* TASK TO COMPLETE
Find every line below where the string "rough" shows up, and copy those lines.

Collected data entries
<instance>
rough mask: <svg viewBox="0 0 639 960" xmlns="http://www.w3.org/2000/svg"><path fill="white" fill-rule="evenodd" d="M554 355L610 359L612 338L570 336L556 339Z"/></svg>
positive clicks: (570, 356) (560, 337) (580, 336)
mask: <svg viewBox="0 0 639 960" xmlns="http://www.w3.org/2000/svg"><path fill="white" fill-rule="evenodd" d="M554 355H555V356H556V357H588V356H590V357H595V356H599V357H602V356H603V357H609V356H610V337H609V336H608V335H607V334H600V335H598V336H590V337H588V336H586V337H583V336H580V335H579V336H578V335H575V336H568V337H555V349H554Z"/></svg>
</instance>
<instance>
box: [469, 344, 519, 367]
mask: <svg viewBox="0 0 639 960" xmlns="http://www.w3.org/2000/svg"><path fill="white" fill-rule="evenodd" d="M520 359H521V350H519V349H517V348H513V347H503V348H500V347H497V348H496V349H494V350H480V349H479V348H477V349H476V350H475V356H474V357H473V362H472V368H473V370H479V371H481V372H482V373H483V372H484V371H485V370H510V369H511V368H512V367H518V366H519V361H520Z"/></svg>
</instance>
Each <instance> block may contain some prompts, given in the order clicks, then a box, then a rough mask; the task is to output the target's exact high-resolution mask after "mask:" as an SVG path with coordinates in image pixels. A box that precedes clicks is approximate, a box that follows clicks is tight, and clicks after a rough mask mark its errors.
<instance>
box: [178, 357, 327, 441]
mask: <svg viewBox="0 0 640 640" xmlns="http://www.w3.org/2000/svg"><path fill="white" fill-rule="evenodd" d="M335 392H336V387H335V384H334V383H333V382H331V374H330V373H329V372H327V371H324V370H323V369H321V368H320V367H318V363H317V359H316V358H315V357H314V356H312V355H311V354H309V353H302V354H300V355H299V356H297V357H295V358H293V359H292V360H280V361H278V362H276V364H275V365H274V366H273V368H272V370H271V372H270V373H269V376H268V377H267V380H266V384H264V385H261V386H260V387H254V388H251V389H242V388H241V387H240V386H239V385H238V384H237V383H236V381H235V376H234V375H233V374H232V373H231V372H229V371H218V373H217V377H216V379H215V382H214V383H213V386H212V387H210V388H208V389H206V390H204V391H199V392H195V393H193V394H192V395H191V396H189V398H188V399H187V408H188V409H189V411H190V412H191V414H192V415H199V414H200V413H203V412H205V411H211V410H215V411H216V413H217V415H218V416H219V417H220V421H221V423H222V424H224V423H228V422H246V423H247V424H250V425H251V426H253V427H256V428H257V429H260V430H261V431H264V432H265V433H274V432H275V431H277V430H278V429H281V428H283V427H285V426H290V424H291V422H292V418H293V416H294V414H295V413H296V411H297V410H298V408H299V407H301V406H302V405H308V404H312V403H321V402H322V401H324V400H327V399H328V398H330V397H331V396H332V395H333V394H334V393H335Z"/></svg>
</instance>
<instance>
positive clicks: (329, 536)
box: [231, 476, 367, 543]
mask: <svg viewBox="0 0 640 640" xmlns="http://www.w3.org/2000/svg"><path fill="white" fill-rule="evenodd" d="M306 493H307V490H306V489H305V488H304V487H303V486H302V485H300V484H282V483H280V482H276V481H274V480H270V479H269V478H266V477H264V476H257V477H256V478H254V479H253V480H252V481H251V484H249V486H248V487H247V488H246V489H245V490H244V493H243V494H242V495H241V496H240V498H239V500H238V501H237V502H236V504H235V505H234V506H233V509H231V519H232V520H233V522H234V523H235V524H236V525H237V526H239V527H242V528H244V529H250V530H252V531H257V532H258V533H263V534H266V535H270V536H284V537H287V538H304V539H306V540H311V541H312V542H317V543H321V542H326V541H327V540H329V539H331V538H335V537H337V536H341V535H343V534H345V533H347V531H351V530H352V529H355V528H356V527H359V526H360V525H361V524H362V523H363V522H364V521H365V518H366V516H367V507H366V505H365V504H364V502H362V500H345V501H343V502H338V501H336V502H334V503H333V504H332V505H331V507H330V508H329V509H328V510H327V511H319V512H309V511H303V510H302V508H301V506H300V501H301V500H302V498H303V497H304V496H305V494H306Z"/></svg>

* RESPONSE AREA
rough mask: <svg viewBox="0 0 639 960" xmlns="http://www.w3.org/2000/svg"><path fill="white" fill-rule="evenodd" d="M554 355L610 359L612 338L570 336L556 339Z"/></svg>
Each <instance> block may contain some prompts, given in the order clicks, then a box, then a rough mask; the task is to output the target's exact high-resolution mask after "mask:" as an SVG path with coordinates in image pixels. A box that precedes clicks is approximate, a box that follows clicks is tight, and clicks after a rough mask mark its errors.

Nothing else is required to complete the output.